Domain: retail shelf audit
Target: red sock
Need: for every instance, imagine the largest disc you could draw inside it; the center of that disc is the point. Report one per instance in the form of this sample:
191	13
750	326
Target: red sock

== TASK ITEM ==
Character for character, reproduce all of the lines above.

== REPLY ==
Domain: retail shelf audit
Target: red sock
Need: for every instance, imagine the largest disc you could draw inside it; the center of that disc is the point. Report one per instance in the form of this sample:
191	13
750	326
Target: red sock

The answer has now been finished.